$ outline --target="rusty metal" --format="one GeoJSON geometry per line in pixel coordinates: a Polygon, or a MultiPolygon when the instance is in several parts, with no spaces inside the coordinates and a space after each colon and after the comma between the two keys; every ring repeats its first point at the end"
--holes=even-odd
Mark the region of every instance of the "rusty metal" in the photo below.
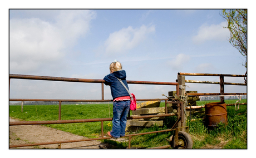
{"type": "MultiPolygon", "coordinates": [[[[9,98],[9,101],[52,101],[52,102],[58,102],[59,104],[59,118],[58,120],[53,121],[17,121],[17,122],[10,122],[9,126],[14,125],[43,125],[43,124],[69,124],[69,123],[78,123],[78,122],[101,122],[101,137],[96,139],[87,139],[82,140],[68,140],[68,141],[55,141],[55,142],[42,142],[37,144],[23,144],[18,145],[12,145],[9,146],[10,148],[22,147],[22,146],[35,146],[35,145],[42,145],[47,144],[58,144],[58,147],[60,148],[61,144],[62,143],[73,142],[78,141],[91,141],[91,140],[98,140],[102,139],[109,139],[110,137],[104,137],[104,121],[112,121],[112,118],[102,118],[102,119],[81,119],[81,120],[61,120],[61,104],[63,102],[110,102],[112,101],[111,100],[104,100],[104,83],[105,81],[104,80],[92,80],[92,79],[83,79],[83,78],[66,78],[66,77],[50,77],[50,76],[32,76],[32,75],[9,75],[9,91],[10,91],[10,82],[11,78],[16,79],[25,79],[25,80],[46,80],[46,81],[66,81],[66,82],[92,82],[92,83],[101,83],[101,100],[63,100],[63,99],[26,99],[26,98],[9,98]]],[[[179,95],[179,83],[176,82],[151,82],[151,81],[127,81],[127,83],[129,84],[146,84],[146,85],[175,85],[176,87],[177,95],[179,95]]],[[[129,137],[129,148],[131,146],[131,136],[135,135],[145,135],[149,134],[153,134],[161,132],[167,132],[171,130],[174,130],[173,129],[178,124],[178,122],[180,121],[181,118],[184,117],[183,115],[177,115],[176,113],[167,113],[167,101],[168,99],[137,99],[137,101],[149,101],[149,100],[163,100],[165,102],[165,113],[161,115],[152,115],[146,116],[129,116],[127,117],[127,119],[139,119],[144,118],[151,118],[156,117],[166,117],[171,116],[178,115],[178,120],[175,124],[174,126],[171,130],[165,130],[158,131],[150,132],[142,134],[129,135],[126,136],[129,137]]],[[[178,103],[178,106],[180,107],[180,104],[178,103]]],[[[179,128],[182,128],[180,125],[178,125],[179,128]]]]}
{"type": "MultiPolygon", "coordinates": [[[[46,81],[76,82],[92,82],[92,83],[104,83],[105,82],[104,80],[85,79],[85,78],[51,77],[51,76],[34,76],[34,75],[15,75],[15,74],[9,74],[9,78],[16,78],[16,79],[46,80],[46,81]]],[[[176,82],[168,82],[127,81],[127,83],[130,83],[130,84],[177,85],[177,83],[176,82]]]]}
{"type": "MultiPolygon", "coordinates": [[[[220,76],[220,95],[223,95],[224,93],[224,76],[220,76]]],[[[220,97],[220,102],[224,102],[224,97],[220,97]]]]}
{"type": "Polygon", "coordinates": [[[58,102],[58,120],[61,120],[61,101],[58,102]]]}
{"type": "MultiPolygon", "coordinates": [[[[175,116],[176,114],[174,113],[169,113],[168,114],[160,114],[160,115],[151,115],[146,116],[131,116],[127,117],[127,120],[131,119],[146,119],[151,117],[166,117],[171,116],[175,116]]],[[[71,123],[84,123],[91,122],[99,122],[99,121],[112,121],[112,118],[100,118],[100,119],[80,119],[80,120],[51,120],[51,121],[15,121],[9,122],[9,126],[17,126],[17,125],[46,125],[46,124],[71,124],[71,123]]]]}
{"type": "MultiPolygon", "coordinates": [[[[247,102],[240,102],[239,104],[239,105],[247,105],[247,102]]],[[[238,105],[238,103],[226,103],[226,106],[234,106],[235,105],[238,105]]],[[[204,107],[205,107],[204,105],[186,106],[186,109],[200,108],[204,108],[204,107]]]]}
{"type": "MultiPolygon", "coordinates": [[[[185,80],[185,82],[186,83],[210,83],[210,84],[218,84],[220,83],[220,82],[213,82],[213,81],[198,81],[198,80],[185,80]]],[[[247,84],[245,83],[232,83],[232,82],[224,82],[224,85],[238,85],[238,86],[247,86],[247,84]]]]}
{"type": "Polygon", "coordinates": [[[104,100],[104,83],[101,83],[101,100],[104,100]]]}
{"type": "Polygon", "coordinates": [[[227,76],[227,77],[246,77],[243,75],[230,75],[230,74],[214,74],[214,73],[184,73],[178,72],[178,75],[182,76],[227,76]]]}

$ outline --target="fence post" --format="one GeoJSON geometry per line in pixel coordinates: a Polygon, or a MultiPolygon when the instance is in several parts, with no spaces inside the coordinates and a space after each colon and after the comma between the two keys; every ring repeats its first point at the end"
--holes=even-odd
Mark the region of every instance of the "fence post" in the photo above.
{"type": "MultiPolygon", "coordinates": [[[[185,92],[186,92],[186,86],[185,86],[185,76],[180,76],[180,75],[178,75],[178,83],[179,83],[180,87],[179,87],[179,94],[180,96],[183,95],[185,92]]],[[[179,96],[180,97],[180,96],[179,96]]],[[[180,108],[183,108],[183,103],[180,103],[180,108]]],[[[185,113],[186,111],[185,110],[180,110],[180,112],[183,112],[185,113]]],[[[178,127],[183,127],[186,126],[186,117],[184,117],[185,116],[185,113],[180,113],[181,116],[183,116],[181,117],[181,121],[180,121],[178,123],[178,127]]],[[[185,131],[185,128],[181,128],[181,131],[185,131]]]]}
{"type": "MultiPolygon", "coordinates": [[[[224,95],[224,76],[220,76],[220,95],[224,95]]],[[[225,97],[220,97],[220,102],[225,102],[225,97]]]]}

## Short task
Write out the whole listing above character for character, and leave out the pictures.

## Answer
$ outline --target="rusty metal" --format="one GeoJSON geometry per line in pixel coordinates: a Polygon, or a MultiPolygon when the instance is in several parts, with no spaces inside the coordinates and a space after each colon and after the comma between the two keys; every ring repeats its first point at the end"
--holes=even-odd
Mark the region of every instance of the "rusty metal" in the photo below.
{"type": "MultiPolygon", "coordinates": [[[[9,98],[9,101],[52,101],[52,102],[58,102],[59,104],[59,118],[58,120],[53,121],[17,121],[17,122],[10,122],[9,126],[14,125],[43,125],[43,124],[69,124],[69,123],[78,123],[78,122],[101,122],[101,137],[96,139],[87,139],[82,140],[68,140],[68,141],[55,141],[55,142],[42,142],[37,144],[23,144],[18,145],[12,145],[9,146],[10,148],[22,147],[22,146],[35,146],[35,145],[42,145],[47,144],[58,144],[58,147],[60,148],[61,144],[62,143],[73,142],[78,141],[91,141],[91,140],[98,140],[102,139],[109,139],[110,137],[104,137],[104,121],[112,121],[112,118],[102,118],[102,119],[81,119],[81,120],[61,120],[61,104],[63,102],[110,102],[112,101],[111,100],[104,100],[104,83],[105,81],[104,80],[92,80],[92,79],[83,79],[83,78],[66,78],[66,77],[50,77],[50,76],[32,76],[32,75],[9,75],[9,91],[10,91],[10,82],[11,78],[16,79],[25,79],[25,80],[46,80],[46,81],[66,81],[66,82],[92,82],[92,83],[101,83],[101,100],[63,100],[63,99],[26,99],[26,98],[9,98]]],[[[179,95],[179,83],[176,82],[151,82],[151,81],[127,81],[127,83],[129,84],[146,84],[146,85],[175,85],[176,87],[177,95],[179,95]]],[[[129,137],[129,148],[131,146],[131,136],[135,135],[145,135],[149,134],[153,134],[161,132],[167,132],[171,130],[174,130],[173,129],[178,124],[178,122],[180,121],[181,118],[184,117],[183,115],[177,115],[176,113],[167,113],[167,101],[168,99],[137,99],[137,101],[149,101],[149,100],[163,100],[165,102],[165,113],[161,115],[152,115],[146,116],[129,116],[127,117],[127,119],[139,119],[144,118],[151,118],[156,117],[166,117],[171,116],[178,115],[178,120],[175,124],[174,126],[171,130],[165,130],[158,131],[150,132],[142,134],[129,135],[126,136],[129,137]]],[[[178,103],[178,106],[180,107],[180,104],[178,103]]],[[[179,128],[182,128],[180,125],[178,125],[179,128]]]]}
{"type": "MultiPolygon", "coordinates": [[[[46,81],[76,82],[92,82],[92,83],[104,83],[105,82],[104,80],[85,79],[85,78],[51,77],[51,76],[34,76],[34,75],[15,75],[15,74],[9,74],[9,78],[16,78],[16,79],[46,80],[46,81]]],[[[176,82],[168,82],[127,81],[127,83],[130,83],[130,84],[177,85],[177,83],[176,82]]]]}
{"type": "MultiPolygon", "coordinates": [[[[220,76],[220,95],[223,95],[224,93],[224,76],[220,76]]],[[[220,97],[220,102],[224,102],[224,97],[220,97]]]]}
{"type": "Polygon", "coordinates": [[[58,102],[58,120],[61,120],[61,101],[58,102]]]}
{"type": "MultiPolygon", "coordinates": [[[[175,116],[176,114],[174,113],[169,113],[168,114],[160,114],[160,115],[151,115],[146,116],[131,116],[127,117],[127,120],[131,119],[146,119],[151,117],[166,117],[171,116],[175,116]]],[[[71,123],[84,123],[91,122],[99,122],[99,121],[112,121],[112,118],[100,118],[100,119],[80,119],[80,120],[51,120],[51,121],[15,121],[9,122],[9,126],[17,126],[17,125],[46,125],[46,124],[71,124],[71,123]]]]}
{"type": "MultiPolygon", "coordinates": [[[[247,102],[240,102],[239,104],[239,105],[247,105],[247,102]]],[[[238,105],[238,103],[226,103],[226,106],[234,106],[235,105],[238,105]]],[[[204,107],[205,107],[204,105],[186,106],[186,109],[200,108],[204,108],[204,107]]]]}
{"type": "MultiPolygon", "coordinates": [[[[185,80],[185,82],[186,83],[210,83],[210,84],[218,84],[220,83],[220,82],[213,82],[213,81],[198,81],[198,80],[185,80]]],[[[247,84],[245,83],[232,83],[232,82],[224,82],[224,85],[238,85],[238,86],[247,86],[247,84]]]]}
{"type": "Polygon", "coordinates": [[[104,100],[104,83],[101,83],[101,100],[104,100]]]}
{"type": "Polygon", "coordinates": [[[227,76],[227,77],[246,77],[243,75],[230,75],[230,74],[214,74],[214,73],[184,73],[178,72],[178,75],[182,76],[227,76]]]}

$ outline --target="fence post" --format="one GeoJSON geometry per line in pixel coordinates: a Polygon, or a MultiPolygon when the instance is in several parts, with no spaces inside the coordinates and a space after each colon and after the comma between the two keys; every ring repeats its first point at the end"
--holes=even-odd
Mark the region of every instance of the "fence post" in the photo above.
{"type": "MultiPolygon", "coordinates": [[[[185,92],[186,92],[186,86],[185,86],[185,76],[180,76],[180,75],[178,75],[178,83],[179,83],[180,87],[179,87],[179,94],[180,96],[183,95],[185,92]]],[[[179,96],[180,97],[180,96],[179,96]]],[[[180,108],[183,108],[183,103],[180,103],[180,108]]],[[[185,113],[186,111],[185,110],[180,110],[180,112],[183,112],[185,113]]],[[[178,127],[183,127],[186,126],[186,117],[184,117],[185,116],[185,113],[180,113],[181,116],[183,116],[181,117],[181,121],[180,121],[178,123],[178,127]]],[[[185,131],[185,128],[181,128],[181,131],[185,131]]]]}
{"type": "MultiPolygon", "coordinates": [[[[224,95],[224,76],[220,76],[220,95],[224,95]]],[[[225,97],[220,97],[220,102],[225,102],[225,97]]]]}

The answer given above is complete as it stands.